Task: Write out all the records again, substituting "floor-plan survey" for every occurrence of "turning-movement study" and changing nothing else. Leave the pictures out.

Information provided:
>> Begin
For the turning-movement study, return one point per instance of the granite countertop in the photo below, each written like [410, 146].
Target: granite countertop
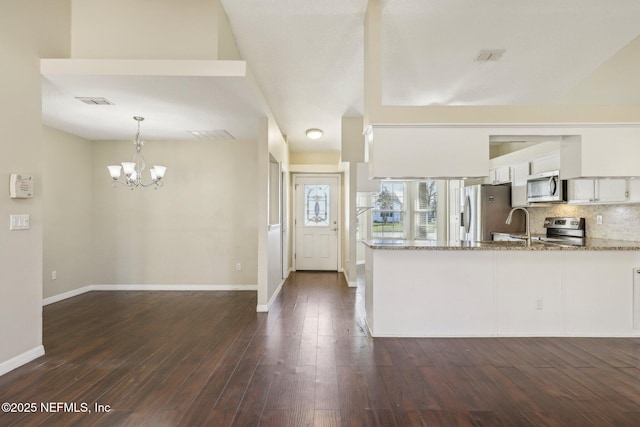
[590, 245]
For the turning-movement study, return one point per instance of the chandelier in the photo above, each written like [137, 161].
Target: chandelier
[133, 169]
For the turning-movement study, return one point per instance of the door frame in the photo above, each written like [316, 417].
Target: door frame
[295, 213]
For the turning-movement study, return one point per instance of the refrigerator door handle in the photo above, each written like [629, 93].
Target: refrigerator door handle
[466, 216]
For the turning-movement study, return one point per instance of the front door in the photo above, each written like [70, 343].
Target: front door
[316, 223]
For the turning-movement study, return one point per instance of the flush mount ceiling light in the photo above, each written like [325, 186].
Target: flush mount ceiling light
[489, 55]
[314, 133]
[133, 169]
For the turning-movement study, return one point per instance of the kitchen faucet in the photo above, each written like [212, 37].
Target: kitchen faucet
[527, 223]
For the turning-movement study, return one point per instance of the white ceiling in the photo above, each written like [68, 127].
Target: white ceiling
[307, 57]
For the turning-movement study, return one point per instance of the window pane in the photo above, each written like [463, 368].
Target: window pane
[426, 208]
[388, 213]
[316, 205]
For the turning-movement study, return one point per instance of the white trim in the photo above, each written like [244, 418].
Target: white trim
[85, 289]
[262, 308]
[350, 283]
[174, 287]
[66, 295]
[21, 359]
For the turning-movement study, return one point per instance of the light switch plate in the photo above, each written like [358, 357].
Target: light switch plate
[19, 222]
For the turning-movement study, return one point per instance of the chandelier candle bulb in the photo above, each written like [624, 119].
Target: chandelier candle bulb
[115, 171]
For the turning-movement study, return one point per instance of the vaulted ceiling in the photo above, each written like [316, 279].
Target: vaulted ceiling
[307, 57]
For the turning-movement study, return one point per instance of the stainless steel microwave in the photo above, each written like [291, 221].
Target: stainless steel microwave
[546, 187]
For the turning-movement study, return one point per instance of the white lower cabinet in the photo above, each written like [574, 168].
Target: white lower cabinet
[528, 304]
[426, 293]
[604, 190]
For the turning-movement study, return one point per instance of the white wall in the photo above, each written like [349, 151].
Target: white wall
>> End
Task solution:
For the floor-plan survey, return one point per instance of the granite countertop in the photo below, each written like [410, 146].
Target: granite countertop
[590, 245]
For the floor-plan survey, return one point per instance of the chandelier in the photo above, each written like [137, 161].
Target: chandelier
[133, 169]
For the floor-plan survey, return one point per instance of the door frame in the photo above, each written like [316, 417].
Target: door frame
[295, 213]
For the floor-plan survey, return one point per instance of the refrigerator door handle in the photo above, each written like [629, 93].
Target: refrigerator door handle
[466, 216]
For the floor-plan survey, return one point per instance of the front door in the photo above, each written like [70, 343].
Target: front door
[316, 223]
For the floor-plan survey, return one point per instance of the flush mount ceiling light in the photo above, each written like [325, 186].
Target: flush mount ceiling light
[489, 55]
[314, 133]
[133, 169]
For the floor-plan survey, return one point per instance of the kitchen faucet in the photo above, each written like [212, 37].
Target: kitchen faucet
[527, 223]
For the floor-plan survey, return one point per instance of the white ceiling in the photo above, each written like [68, 127].
Target: white ceiling
[307, 57]
For the floor-plan survey, return one point per instance of the window pane in the photo above, each written like [463, 368].
Target: window pane
[426, 208]
[388, 213]
[316, 205]
For the floor-plan survey, return one point per instance of the white trim in the photo above, each written like [244, 418].
Target: white trim
[85, 289]
[262, 308]
[350, 283]
[174, 287]
[66, 295]
[21, 359]
For the floor-plan survey, return one point per instance of the light switch plate in the photo above, each written like [358, 357].
Target: light switch plate
[19, 222]
For the floor-plan survey, return one point per instance of the chandelier candle bulb in the photo above, each written like [624, 119].
Target: chandelier candle bulb
[115, 171]
For the floor-plan survey, return one point per instance of the vaulted ceiling in the photo above, each written like [316, 279].
Target: vaulted ceiling
[307, 57]
For the floor-plan survey, return one point per instance of the stainless steel microwave in the photo above, each written like [291, 221].
Target: stainless steel microwave
[546, 187]
For the floor-plan survey, return one point per instance of the white lower cabinet in the photo above, each written like [574, 168].
Target: white lower cabinet
[528, 304]
[426, 293]
[604, 190]
For the floor-plan survey, return one point per instance of the white wall in the photo above, each written like [349, 151].
Target: white wall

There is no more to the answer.